Stated task: Rewrite the lines starting with the line that contains "In this exercise you will indicate the cliff" and going on through the line that contains "(1144, 592)", keeping every line's wording unchanged but raising each x and y value of the pixel points by 105.

Extracted entries:
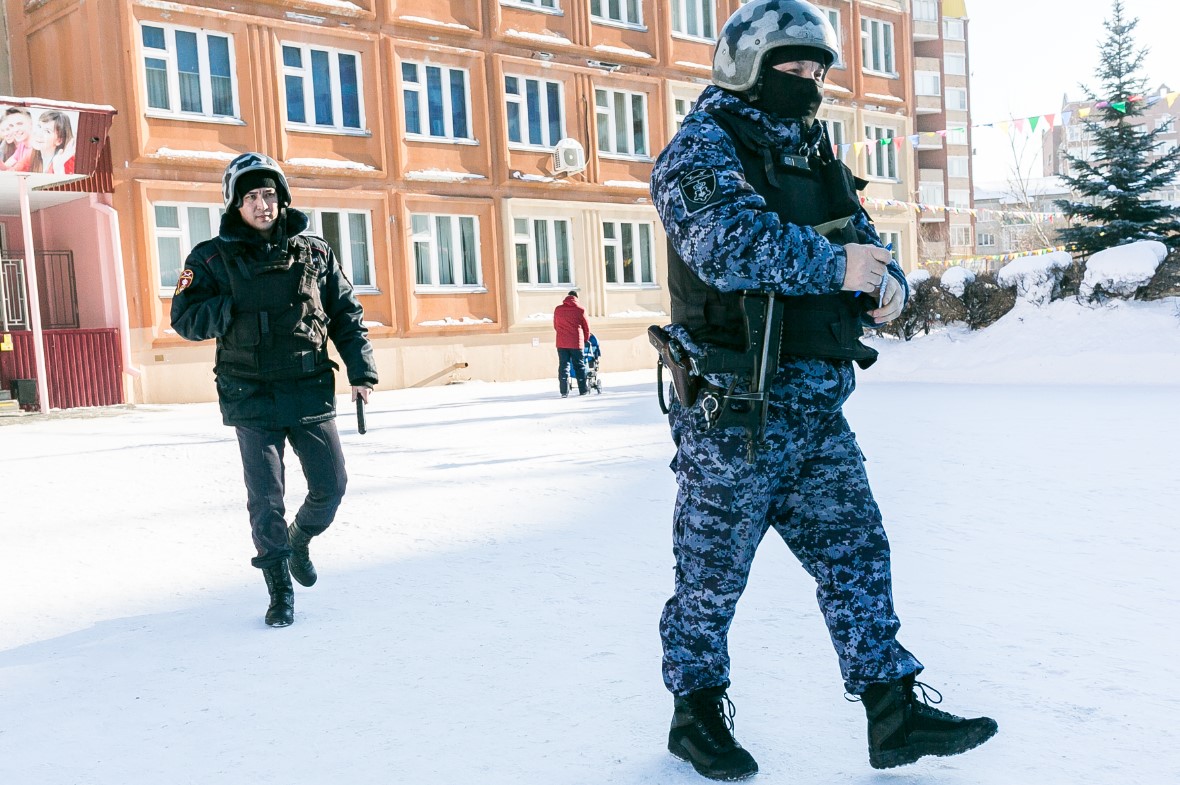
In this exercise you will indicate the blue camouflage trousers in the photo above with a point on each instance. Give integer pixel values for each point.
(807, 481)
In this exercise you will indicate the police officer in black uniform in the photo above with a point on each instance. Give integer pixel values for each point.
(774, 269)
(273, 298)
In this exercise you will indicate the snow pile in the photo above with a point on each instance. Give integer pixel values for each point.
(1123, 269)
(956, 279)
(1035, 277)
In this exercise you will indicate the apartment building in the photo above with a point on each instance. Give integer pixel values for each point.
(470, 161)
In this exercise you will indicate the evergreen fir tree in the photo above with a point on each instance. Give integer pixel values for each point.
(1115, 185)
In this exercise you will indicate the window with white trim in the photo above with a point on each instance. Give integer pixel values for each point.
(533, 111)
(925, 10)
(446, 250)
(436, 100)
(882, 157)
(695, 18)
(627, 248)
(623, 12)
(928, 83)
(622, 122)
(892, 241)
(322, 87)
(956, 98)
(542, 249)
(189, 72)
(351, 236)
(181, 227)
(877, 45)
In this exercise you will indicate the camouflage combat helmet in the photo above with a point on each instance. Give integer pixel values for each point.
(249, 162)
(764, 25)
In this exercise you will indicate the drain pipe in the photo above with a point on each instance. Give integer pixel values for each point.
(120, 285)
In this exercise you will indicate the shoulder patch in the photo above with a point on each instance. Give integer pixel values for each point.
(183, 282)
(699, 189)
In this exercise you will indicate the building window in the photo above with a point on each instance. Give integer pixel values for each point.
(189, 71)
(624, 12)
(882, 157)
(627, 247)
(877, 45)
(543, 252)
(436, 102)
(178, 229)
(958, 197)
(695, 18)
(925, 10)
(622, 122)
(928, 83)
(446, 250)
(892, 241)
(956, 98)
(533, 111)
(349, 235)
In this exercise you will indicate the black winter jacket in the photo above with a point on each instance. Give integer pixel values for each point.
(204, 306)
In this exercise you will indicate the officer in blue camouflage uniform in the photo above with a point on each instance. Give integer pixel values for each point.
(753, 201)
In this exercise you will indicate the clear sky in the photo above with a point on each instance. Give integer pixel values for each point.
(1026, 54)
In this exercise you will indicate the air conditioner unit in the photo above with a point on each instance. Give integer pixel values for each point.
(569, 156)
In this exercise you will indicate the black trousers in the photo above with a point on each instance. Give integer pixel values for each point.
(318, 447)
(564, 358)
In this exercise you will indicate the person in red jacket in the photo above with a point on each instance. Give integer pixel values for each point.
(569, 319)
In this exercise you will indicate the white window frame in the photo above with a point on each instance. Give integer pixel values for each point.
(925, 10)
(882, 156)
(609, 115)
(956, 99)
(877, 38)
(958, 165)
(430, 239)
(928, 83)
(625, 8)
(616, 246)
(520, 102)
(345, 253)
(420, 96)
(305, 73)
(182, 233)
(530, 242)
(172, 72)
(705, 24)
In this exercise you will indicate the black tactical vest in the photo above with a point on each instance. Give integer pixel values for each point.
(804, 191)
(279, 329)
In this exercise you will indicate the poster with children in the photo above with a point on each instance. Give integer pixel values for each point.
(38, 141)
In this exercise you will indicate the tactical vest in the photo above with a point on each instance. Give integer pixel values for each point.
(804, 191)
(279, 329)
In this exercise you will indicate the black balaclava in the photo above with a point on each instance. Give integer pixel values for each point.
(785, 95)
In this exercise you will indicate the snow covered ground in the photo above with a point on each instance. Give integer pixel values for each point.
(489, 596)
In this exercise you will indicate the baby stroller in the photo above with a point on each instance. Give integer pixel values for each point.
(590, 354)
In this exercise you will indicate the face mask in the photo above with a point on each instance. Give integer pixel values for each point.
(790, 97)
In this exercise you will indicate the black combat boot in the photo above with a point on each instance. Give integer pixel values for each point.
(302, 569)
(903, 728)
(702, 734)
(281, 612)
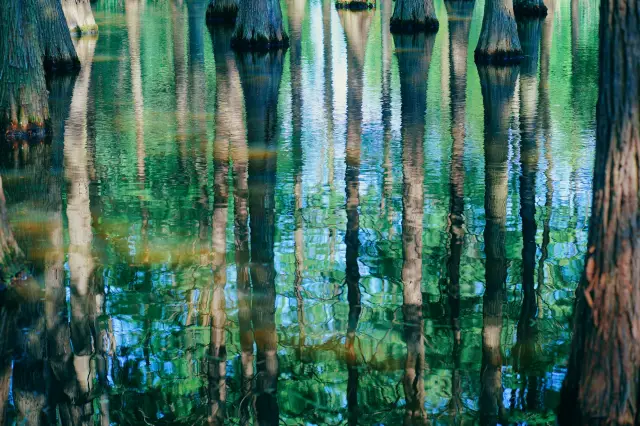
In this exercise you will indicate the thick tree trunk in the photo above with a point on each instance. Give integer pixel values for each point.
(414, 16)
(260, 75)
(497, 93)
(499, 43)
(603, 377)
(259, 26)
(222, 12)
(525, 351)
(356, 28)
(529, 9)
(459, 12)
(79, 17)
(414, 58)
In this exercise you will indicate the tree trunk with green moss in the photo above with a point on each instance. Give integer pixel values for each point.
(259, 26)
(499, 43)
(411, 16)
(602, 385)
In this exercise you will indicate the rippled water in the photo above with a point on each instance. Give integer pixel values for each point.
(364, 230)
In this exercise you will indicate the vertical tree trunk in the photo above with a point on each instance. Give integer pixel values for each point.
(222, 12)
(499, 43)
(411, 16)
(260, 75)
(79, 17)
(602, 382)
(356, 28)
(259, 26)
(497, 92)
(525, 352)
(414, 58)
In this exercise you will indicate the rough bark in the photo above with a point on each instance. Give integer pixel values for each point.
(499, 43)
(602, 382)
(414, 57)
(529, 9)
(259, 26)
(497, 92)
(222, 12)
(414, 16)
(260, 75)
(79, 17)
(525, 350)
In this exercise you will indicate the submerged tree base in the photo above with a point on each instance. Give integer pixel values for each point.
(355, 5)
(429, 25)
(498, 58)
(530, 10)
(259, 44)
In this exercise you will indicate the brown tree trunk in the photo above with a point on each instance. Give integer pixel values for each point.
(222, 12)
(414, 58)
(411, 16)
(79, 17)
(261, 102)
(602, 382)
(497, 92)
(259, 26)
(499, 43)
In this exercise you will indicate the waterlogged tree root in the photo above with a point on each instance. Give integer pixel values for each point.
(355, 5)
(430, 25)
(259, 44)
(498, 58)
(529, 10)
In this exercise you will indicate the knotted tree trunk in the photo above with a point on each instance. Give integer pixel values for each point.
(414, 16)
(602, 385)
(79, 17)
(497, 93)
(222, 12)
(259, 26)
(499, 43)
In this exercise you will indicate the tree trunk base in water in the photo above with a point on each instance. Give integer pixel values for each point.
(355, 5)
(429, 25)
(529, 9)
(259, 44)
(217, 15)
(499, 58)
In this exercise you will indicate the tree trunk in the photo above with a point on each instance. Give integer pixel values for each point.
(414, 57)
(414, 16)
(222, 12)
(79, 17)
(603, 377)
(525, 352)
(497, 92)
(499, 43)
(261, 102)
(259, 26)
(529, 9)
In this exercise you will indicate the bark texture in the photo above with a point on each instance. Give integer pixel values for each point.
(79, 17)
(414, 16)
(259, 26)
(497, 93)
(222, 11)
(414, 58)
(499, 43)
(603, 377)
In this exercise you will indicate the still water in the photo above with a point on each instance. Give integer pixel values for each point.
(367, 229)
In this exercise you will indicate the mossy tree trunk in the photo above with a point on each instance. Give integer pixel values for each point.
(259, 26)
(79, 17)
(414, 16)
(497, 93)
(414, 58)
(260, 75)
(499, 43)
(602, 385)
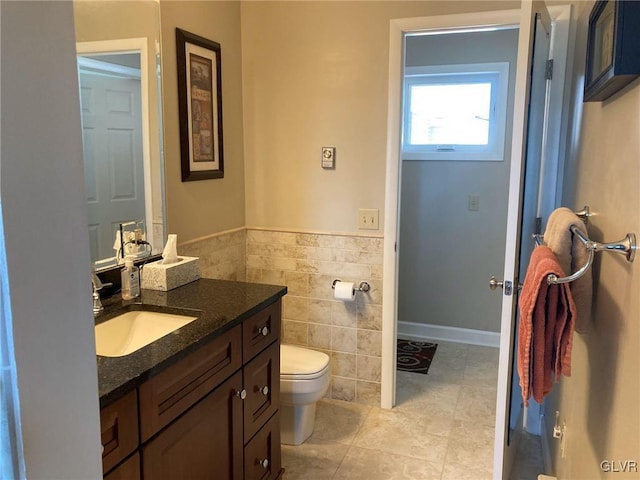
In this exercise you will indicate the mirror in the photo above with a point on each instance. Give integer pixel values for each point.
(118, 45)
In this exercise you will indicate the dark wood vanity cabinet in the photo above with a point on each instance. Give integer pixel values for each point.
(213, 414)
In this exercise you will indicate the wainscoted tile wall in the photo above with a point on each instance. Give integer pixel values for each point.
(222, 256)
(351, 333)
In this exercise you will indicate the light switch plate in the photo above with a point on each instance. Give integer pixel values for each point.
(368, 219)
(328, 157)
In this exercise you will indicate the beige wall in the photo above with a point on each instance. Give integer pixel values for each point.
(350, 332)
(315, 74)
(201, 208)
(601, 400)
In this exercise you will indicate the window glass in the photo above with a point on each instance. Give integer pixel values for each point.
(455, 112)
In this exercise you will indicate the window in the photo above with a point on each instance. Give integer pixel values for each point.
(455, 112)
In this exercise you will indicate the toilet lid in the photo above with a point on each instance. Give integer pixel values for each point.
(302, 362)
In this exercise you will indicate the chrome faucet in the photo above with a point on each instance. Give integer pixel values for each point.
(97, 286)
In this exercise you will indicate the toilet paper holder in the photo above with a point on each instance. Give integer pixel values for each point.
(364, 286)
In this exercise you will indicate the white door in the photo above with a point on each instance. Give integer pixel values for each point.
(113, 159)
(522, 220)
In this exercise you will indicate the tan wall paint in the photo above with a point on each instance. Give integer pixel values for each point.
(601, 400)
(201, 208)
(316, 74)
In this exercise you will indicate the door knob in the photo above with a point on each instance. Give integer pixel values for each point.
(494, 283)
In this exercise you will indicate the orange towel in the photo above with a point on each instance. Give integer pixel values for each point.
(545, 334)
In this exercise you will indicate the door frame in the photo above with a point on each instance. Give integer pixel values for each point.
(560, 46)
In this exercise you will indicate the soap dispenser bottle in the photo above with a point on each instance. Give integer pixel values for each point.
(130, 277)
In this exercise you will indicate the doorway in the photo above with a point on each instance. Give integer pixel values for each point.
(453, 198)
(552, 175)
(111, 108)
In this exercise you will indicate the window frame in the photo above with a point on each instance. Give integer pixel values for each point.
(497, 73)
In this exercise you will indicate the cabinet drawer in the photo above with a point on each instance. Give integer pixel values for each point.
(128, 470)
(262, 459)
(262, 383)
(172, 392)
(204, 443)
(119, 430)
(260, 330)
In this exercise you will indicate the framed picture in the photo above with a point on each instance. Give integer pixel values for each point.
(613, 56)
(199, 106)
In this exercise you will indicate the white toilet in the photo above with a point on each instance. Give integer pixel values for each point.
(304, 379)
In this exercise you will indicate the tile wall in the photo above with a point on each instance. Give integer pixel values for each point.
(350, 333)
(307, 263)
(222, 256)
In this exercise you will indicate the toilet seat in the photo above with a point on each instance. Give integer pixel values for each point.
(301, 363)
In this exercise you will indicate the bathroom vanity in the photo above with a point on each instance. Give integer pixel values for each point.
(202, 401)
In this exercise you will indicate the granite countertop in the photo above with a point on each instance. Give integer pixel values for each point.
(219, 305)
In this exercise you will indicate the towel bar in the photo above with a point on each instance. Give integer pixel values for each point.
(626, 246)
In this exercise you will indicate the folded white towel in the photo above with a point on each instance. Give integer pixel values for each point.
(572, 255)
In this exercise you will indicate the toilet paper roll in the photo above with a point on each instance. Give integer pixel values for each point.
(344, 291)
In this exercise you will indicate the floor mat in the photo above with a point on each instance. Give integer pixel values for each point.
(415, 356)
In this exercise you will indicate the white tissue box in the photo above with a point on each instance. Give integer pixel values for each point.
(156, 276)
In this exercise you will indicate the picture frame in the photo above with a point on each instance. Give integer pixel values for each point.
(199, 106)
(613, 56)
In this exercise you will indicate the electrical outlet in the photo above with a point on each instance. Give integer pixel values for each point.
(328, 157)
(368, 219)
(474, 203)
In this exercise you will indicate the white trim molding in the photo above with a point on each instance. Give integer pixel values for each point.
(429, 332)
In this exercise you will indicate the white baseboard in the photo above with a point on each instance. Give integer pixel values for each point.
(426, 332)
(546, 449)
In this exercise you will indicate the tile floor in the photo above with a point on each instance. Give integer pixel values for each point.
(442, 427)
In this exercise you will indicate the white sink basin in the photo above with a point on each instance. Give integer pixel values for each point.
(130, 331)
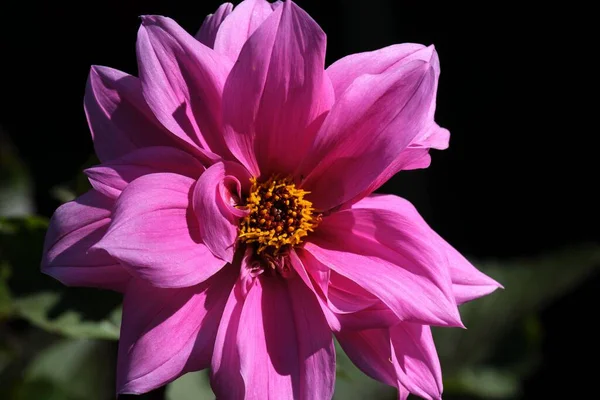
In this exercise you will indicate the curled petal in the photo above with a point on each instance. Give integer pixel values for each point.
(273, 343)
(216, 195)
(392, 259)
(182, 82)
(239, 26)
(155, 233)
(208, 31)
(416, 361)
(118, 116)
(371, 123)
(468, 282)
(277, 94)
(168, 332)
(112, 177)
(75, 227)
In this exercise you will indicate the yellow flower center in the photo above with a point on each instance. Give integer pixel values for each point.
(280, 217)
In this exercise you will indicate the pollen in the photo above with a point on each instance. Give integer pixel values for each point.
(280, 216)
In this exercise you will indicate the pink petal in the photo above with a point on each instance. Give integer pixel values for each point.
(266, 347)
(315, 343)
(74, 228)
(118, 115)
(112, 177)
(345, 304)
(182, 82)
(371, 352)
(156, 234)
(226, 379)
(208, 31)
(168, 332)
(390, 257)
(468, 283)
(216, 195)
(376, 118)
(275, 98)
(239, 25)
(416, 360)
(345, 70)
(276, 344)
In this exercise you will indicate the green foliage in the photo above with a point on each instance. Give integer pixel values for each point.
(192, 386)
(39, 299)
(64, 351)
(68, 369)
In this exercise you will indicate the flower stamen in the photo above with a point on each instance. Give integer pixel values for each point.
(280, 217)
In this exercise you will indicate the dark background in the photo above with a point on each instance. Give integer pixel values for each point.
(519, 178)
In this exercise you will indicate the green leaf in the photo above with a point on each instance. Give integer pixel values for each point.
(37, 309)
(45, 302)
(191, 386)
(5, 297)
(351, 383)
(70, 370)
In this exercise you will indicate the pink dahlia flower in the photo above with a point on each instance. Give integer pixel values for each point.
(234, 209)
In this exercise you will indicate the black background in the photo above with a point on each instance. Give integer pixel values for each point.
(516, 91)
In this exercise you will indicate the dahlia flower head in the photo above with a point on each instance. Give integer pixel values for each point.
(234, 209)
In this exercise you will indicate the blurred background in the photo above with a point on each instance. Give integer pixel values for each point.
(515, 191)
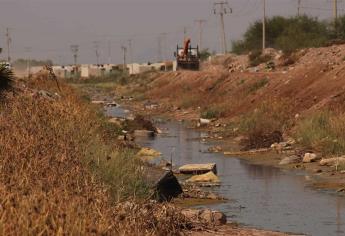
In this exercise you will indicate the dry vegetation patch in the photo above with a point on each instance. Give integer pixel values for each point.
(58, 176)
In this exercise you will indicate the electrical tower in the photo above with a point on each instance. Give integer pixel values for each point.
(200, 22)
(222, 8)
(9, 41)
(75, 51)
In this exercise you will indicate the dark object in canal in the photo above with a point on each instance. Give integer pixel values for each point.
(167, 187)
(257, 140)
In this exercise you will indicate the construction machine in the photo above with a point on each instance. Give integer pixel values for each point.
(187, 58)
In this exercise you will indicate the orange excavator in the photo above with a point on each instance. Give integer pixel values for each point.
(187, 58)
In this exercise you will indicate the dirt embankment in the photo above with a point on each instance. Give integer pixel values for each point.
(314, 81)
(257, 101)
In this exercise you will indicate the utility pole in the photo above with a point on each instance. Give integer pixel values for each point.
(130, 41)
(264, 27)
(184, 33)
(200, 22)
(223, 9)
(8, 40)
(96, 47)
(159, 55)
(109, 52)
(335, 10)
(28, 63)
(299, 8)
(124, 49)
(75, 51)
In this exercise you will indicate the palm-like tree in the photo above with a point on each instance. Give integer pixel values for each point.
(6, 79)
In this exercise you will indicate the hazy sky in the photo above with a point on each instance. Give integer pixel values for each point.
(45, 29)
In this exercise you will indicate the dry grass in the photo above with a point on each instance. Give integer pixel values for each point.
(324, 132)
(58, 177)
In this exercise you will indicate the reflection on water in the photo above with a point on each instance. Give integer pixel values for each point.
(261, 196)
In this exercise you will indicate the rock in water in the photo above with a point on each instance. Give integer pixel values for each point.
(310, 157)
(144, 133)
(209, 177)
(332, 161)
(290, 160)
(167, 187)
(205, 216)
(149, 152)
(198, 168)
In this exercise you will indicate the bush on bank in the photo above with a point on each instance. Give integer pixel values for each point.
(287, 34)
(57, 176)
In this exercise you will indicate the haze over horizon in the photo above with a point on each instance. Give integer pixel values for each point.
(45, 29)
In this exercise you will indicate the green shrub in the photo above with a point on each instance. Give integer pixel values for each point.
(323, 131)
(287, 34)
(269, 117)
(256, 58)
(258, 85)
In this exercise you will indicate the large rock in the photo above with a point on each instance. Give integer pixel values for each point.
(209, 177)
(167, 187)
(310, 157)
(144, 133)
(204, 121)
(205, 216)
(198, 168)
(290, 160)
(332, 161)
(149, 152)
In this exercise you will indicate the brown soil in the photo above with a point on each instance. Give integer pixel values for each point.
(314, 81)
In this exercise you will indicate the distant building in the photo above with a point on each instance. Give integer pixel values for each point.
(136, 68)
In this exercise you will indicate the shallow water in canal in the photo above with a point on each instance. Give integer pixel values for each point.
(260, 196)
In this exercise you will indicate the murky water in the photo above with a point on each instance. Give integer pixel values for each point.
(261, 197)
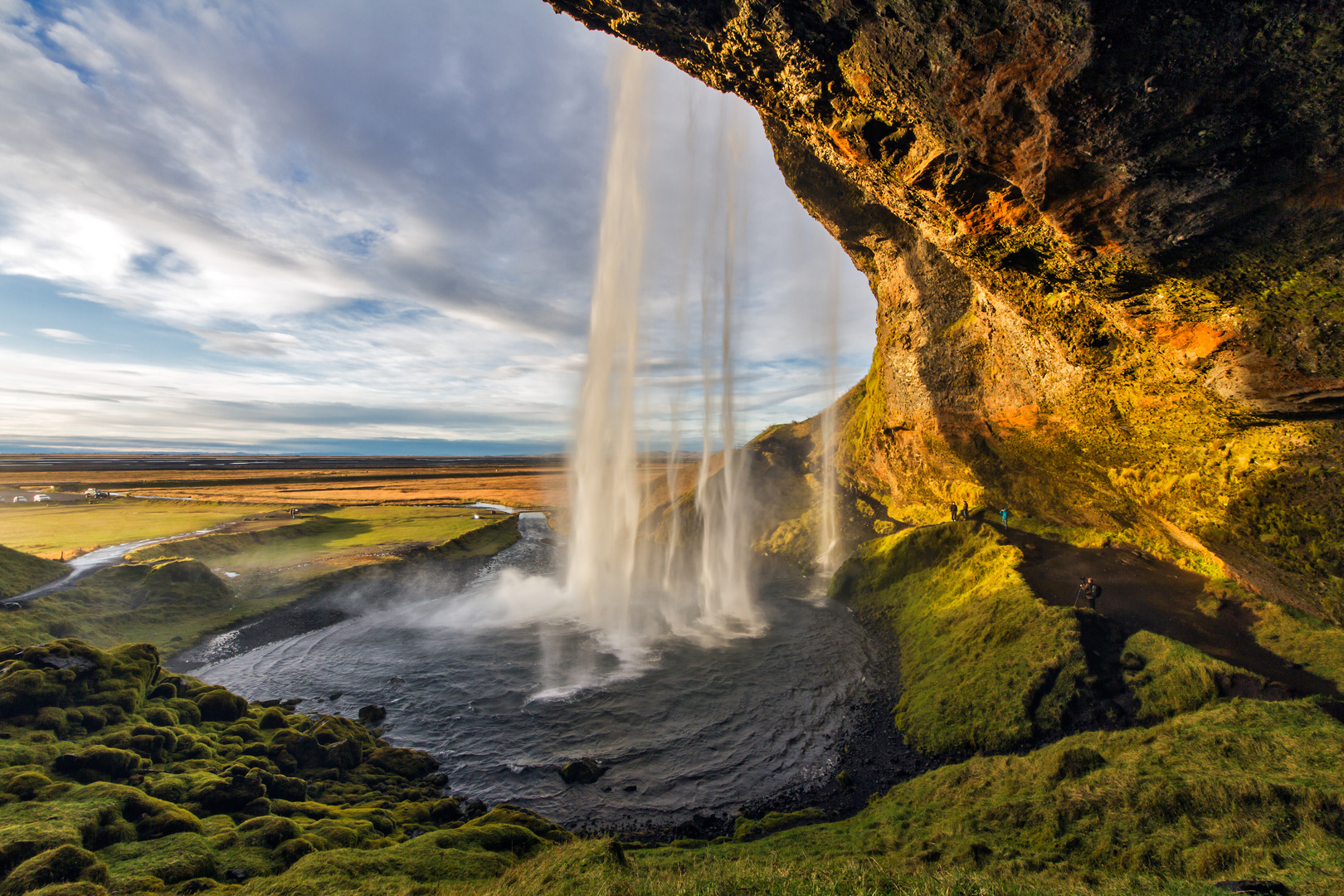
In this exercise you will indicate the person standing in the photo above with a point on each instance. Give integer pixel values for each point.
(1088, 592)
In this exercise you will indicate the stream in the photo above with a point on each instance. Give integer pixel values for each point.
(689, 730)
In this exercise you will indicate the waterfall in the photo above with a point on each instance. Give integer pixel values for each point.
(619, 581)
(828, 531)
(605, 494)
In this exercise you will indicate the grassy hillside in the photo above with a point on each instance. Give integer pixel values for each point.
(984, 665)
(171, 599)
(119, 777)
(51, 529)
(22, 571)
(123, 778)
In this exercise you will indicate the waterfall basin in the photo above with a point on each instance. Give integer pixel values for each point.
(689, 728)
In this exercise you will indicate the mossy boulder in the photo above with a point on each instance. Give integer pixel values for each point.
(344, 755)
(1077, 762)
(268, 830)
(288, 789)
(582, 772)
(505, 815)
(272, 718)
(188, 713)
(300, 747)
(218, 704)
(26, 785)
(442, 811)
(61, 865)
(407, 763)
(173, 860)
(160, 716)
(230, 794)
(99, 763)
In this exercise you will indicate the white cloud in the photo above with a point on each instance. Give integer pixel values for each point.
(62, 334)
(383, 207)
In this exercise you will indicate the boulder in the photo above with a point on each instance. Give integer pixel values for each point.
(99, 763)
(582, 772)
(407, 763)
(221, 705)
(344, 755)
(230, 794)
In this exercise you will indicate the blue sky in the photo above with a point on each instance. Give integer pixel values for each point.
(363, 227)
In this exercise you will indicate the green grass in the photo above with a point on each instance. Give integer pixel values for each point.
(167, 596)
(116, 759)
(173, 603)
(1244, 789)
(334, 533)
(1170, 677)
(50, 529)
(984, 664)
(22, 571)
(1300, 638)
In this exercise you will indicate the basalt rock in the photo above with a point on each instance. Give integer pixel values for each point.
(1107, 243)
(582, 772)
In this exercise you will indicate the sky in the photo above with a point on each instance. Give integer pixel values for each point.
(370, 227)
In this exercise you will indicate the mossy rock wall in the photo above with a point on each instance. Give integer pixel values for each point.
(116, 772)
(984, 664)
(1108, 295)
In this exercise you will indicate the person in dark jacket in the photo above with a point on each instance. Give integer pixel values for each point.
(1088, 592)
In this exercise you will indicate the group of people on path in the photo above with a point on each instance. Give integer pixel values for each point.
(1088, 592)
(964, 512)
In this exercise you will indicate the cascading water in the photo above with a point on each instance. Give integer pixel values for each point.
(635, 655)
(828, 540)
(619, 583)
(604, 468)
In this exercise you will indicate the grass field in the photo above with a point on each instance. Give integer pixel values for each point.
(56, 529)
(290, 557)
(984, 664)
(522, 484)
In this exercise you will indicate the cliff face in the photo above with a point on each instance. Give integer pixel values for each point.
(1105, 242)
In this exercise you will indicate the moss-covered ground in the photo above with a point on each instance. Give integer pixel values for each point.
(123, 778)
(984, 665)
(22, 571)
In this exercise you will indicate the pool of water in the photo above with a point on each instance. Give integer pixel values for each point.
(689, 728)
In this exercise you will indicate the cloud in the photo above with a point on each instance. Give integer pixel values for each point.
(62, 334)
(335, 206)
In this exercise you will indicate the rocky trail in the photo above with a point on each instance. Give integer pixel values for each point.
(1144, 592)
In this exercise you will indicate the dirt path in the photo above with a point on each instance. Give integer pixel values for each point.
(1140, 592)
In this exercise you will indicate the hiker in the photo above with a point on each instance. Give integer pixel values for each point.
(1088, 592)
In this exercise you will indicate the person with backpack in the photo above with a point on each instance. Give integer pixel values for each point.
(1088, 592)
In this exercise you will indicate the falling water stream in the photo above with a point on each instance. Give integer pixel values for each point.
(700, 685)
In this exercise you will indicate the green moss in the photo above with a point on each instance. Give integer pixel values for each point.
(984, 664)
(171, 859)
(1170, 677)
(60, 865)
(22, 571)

Solved problem:
In this exercise you will indicate the cliff face in the photo above with a point on each instance. Give integer pixel values for each point.
(1210, 347)
In this exercise you will indicate the moss-covered ground in the photo above with a point on each instance. Give integer pixel values for each point.
(228, 883)
(1089, 770)
(127, 676)
In this exercise you will indicate the pool of water in the photo above with a point on each instance. Give integer pixel values for each point.
(794, 833)
In this exercise you will indicate the cloud in the photo above with a point on each instance. Give integer pixel values for each point.
(167, 439)
(440, 311)
In this exercise you will indicate the rocky trail in the photo above with a point on each instance. Give integer pixel values for each point.
(1249, 697)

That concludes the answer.